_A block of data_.
★ ★ ★

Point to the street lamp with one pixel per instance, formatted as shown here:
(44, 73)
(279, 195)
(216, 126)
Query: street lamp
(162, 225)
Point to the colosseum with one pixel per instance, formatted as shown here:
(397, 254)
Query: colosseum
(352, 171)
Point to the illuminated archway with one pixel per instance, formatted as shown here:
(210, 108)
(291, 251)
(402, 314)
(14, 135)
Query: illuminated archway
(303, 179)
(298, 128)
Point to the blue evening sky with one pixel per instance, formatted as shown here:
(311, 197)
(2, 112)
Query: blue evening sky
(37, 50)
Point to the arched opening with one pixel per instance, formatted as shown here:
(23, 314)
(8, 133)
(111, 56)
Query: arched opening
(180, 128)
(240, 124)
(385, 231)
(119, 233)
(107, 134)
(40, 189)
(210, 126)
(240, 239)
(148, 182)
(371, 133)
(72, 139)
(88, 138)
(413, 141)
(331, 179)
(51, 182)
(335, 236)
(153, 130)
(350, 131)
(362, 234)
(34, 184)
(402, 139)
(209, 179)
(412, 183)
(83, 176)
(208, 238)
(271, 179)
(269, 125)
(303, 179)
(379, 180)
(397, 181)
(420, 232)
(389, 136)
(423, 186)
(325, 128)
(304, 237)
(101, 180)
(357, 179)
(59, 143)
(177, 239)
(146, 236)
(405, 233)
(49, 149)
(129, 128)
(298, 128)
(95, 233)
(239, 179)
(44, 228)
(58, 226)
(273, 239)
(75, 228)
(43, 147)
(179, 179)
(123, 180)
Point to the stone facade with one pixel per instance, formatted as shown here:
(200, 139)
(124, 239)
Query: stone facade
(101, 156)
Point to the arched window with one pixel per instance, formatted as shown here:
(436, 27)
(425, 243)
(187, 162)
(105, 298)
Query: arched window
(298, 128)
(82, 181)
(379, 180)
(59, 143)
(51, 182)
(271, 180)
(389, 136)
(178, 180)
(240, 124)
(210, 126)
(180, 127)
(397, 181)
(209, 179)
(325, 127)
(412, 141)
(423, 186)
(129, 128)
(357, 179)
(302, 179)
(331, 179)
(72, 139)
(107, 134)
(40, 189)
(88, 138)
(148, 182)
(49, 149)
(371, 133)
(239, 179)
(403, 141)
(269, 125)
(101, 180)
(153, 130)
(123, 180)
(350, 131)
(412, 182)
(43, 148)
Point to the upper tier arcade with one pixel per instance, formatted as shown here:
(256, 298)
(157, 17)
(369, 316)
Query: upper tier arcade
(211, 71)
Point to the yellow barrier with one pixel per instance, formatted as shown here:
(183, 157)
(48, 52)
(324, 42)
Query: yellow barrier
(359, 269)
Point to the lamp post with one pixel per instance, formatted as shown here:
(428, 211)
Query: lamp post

★ ★ ★

_AIM_.
Write out again the part of the material that opens with the line containing "Point to the yellow" and runs through the end of the material, both ends included. Shift each answer coordinate by adding 60 to every number, and leave the requests and their format samples unchanged.

_RESPONSE FOR THIS EXERCISE_.
Point to the yellow barrier with one pixel per instance, formatted as shown here:
(183, 157)
(48, 52)
(324, 42)
Query: yellow barrier
(419, 329)
Point to the lamp post with one pixel per instance, formatted as shown here:
(428, 211)
Query: lamp post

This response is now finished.